Starting at the line that contains "Locate every instance of the round traffic" and going through the last of the lines below, write out every line again in full, adding 55 to each number in the answer point coordinates.

★ ★ ★ ★ ★

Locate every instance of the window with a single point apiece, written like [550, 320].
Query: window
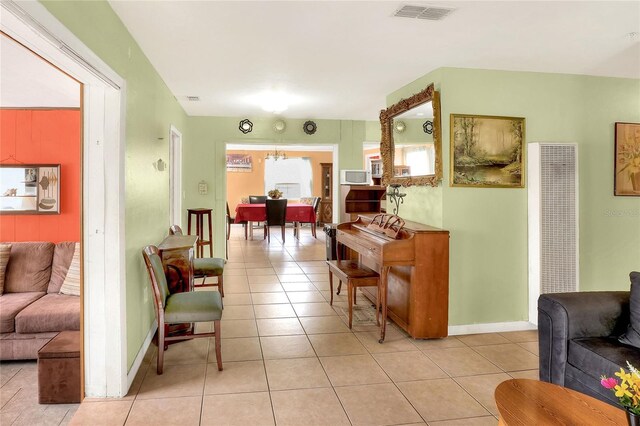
[293, 176]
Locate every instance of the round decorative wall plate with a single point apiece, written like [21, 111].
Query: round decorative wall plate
[279, 126]
[309, 127]
[245, 126]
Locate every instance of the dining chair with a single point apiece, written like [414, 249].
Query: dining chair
[231, 220]
[205, 267]
[316, 211]
[315, 203]
[255, 199]
[180, 308]
[276, 216]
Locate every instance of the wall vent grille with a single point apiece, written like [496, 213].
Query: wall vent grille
[553, 220]
[559, 219]
[423, 12]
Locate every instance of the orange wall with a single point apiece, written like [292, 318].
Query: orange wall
[241, 184]
[44, 137]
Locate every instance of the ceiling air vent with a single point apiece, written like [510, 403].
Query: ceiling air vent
[423, 12]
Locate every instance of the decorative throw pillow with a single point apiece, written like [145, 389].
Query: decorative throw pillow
[5, 251]
[71, 284]
[632, 336]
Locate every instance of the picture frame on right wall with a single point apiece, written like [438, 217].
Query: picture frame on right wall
[627, 160]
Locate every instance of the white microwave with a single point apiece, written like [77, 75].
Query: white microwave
[355, 177]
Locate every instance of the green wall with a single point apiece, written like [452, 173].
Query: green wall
[150, 110]
[205, 146]
[488, 263]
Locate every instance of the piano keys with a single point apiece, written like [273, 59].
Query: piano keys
[417, 272]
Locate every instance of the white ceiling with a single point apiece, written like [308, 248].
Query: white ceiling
[341, 59]
[27, 81]
[288, 148]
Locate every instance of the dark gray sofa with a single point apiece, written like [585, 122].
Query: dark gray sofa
[578, 338]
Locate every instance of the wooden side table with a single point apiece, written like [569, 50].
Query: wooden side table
[199, 217]
[532, 402]
[59, 370]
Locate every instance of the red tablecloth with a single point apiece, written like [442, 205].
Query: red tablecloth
[258, 213]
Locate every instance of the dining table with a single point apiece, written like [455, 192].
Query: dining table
[296, 213]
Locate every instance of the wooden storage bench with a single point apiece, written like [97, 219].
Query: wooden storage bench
[59, 369]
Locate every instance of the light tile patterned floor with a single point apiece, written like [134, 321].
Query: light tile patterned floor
[290, 359]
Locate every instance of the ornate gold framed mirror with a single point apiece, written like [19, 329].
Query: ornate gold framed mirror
[413, 155]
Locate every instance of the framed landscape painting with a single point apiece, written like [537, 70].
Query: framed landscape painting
[627, 155]
[487, 151]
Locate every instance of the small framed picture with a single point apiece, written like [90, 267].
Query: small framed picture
[627, 157]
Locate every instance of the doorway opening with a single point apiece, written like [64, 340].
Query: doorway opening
[103, 335]
[299, 172]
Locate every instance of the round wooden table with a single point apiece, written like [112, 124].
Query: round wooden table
[532, 402]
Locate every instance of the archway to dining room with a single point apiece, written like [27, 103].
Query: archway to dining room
[300, 172]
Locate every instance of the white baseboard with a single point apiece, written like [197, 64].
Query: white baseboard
[492, 327]
[141, 353]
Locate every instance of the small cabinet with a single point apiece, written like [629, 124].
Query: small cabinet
[326, 198]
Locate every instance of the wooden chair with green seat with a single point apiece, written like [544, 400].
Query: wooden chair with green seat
[205, 267]
[180, 308]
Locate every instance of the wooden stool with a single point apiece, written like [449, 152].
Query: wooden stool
[200, 214]
[59, 369]
[355, 275]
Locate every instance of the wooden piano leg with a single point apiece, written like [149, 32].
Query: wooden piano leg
[383, 297]
[378, 306]
[331, 287]
[349, 293]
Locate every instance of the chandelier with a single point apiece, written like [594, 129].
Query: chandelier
[276, 155]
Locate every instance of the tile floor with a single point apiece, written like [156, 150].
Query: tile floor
[290, 359]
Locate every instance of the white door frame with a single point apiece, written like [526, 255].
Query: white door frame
[175, 176]
[104, 315]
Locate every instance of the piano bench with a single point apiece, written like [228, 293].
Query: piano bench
[355, 275]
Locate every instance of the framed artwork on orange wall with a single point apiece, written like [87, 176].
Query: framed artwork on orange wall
[239, 163]
[30, 189]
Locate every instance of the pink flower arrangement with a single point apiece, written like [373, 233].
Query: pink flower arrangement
[608, 383]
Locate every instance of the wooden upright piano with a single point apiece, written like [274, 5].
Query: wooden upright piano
[418, 274]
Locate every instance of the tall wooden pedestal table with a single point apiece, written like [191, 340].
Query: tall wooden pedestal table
[177, 253]
[532, 402]
[199, 215]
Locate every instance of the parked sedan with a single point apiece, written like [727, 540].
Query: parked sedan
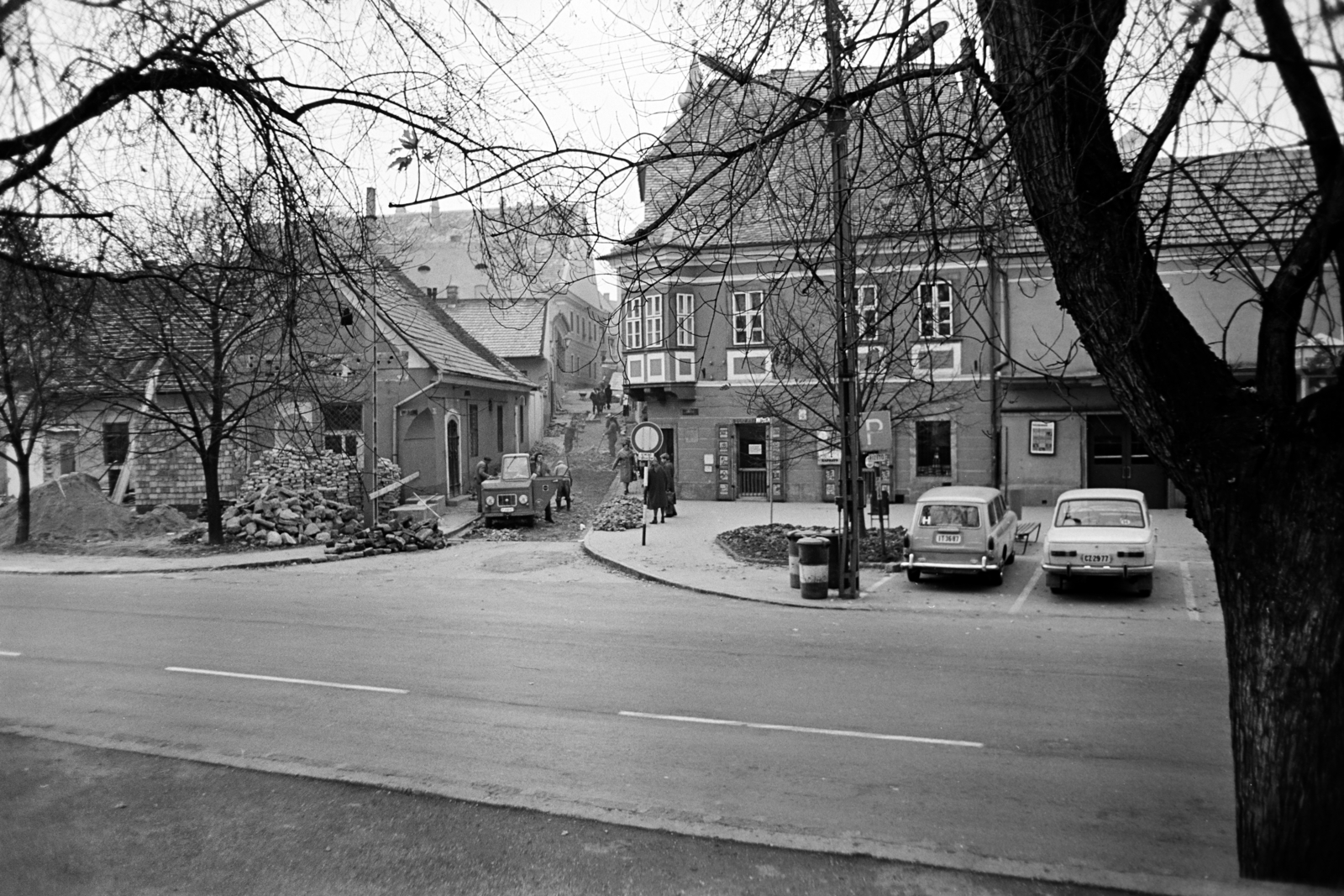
[1102, 533]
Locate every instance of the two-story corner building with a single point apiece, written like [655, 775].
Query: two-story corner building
[729, 316]
[1225, 221]
[521, 281]
[436, 398]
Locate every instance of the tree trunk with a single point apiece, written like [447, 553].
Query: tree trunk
[1276, 546]
[24, 501]
[214, 510]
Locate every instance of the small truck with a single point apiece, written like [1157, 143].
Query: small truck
[517, 495]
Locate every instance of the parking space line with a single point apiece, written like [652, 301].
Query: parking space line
[292, 681]
[1189, 584]
[835, 732]
[1032, 584]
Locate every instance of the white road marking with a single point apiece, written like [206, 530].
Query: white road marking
[837, 732]
[1032, 584]
[1189, 584]
[292, 681]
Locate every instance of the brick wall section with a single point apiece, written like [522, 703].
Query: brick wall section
[175, 477]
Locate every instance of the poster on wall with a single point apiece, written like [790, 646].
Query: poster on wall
[1042, 437]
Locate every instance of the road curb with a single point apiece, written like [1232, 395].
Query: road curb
[687, 824]
[648, 577]
[217, 567]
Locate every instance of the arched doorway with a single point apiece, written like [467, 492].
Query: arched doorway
[454, 457]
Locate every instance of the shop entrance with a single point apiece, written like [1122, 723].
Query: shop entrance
[1119, 458]
[752, 459]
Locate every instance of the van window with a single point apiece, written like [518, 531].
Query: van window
[964, 515]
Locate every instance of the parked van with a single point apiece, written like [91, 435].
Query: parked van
[961, 530]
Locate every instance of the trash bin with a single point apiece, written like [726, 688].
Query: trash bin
[813, 567]
[832, 537]
[793, 553]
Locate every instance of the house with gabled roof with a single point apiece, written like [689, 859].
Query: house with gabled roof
[1218, 226]
[729, 313]
[437, 399]
[519, 280]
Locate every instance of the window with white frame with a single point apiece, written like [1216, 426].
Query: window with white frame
[654, 320]
[936, 309]
[866, 300]
[633, 322]
[685, 320]
[748, 318]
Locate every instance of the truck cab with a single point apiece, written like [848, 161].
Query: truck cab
[515, 493]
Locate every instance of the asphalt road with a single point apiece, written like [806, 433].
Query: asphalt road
[1068, 746]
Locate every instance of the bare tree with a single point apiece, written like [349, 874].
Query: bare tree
[221, 338]
[1263, 465]
[42, 322]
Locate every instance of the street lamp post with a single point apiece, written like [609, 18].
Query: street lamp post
[847, 315]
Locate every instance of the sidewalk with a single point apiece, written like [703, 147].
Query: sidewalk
[683, 553]
[454, 521]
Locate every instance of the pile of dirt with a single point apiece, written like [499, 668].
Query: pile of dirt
[74, 508]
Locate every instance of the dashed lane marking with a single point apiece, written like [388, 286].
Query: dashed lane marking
[291, 681]
[833, 732]
[1032, 584]
[1189, 584]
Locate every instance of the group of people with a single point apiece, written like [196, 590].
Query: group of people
[601, 398]
[660, 486]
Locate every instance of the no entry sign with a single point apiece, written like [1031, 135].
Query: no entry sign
[647, 438]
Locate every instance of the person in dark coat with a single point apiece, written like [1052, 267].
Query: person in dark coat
[625, 464]
[656, 493]
[669, 473]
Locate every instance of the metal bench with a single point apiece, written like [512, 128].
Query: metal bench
[1027, 532]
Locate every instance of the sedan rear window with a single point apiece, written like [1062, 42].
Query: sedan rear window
[1116, 512]
[961, 515]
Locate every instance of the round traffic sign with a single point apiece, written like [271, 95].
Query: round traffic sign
[647, 437]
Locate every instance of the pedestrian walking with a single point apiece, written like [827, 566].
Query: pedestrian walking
[483, 472]
[656, 492]
[570, 432]
[624, 463]
[564, 488]
[669, 474]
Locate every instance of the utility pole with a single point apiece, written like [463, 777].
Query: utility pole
[847, 315]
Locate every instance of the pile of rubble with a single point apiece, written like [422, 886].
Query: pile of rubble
[618, 513]
[280, 516]
[387, 537]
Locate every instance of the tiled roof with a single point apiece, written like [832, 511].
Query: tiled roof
[438, 338]
[510, 331]
[1221, 203]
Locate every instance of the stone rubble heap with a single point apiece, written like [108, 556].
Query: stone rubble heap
[618, 513]
[279, 516]
[387, 537]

★ ★ ★ ★ ★

### Written response
Locate every instance of the round traffic sign with a single point apiece, written like [271, 95].
Query: round traffic sign
[702, 492]
Locate every instance of the pedestrian walking with a single point apiece, written like [827, 566].
Query: pedestrian walking
[538, 527]
[711, 547]
[625, 487]
[679, 518]
[619, 543]
[724, 529]
Locate every instance of the utility pole with a single point apiece, written like [463, 777].
Query: utility pole
[902, 370]
Locate every instance of the pile of rubble with a single point apiece, written like [422, 886].
Query: pile of rubble
[673, 568]
[335, 571]
[442, 592]
Locate every instance of the tiled roof with a single point apiece, written like [832, 511].
Query: tiled roof
[493, 393]
[565, 386]
[1276, 258]
Locate every instance of the stone rubble heap with a single point apiece, written like [108, 556].
Query: stone rubble heap
[673, 568]
[334, 571]
[442, 592]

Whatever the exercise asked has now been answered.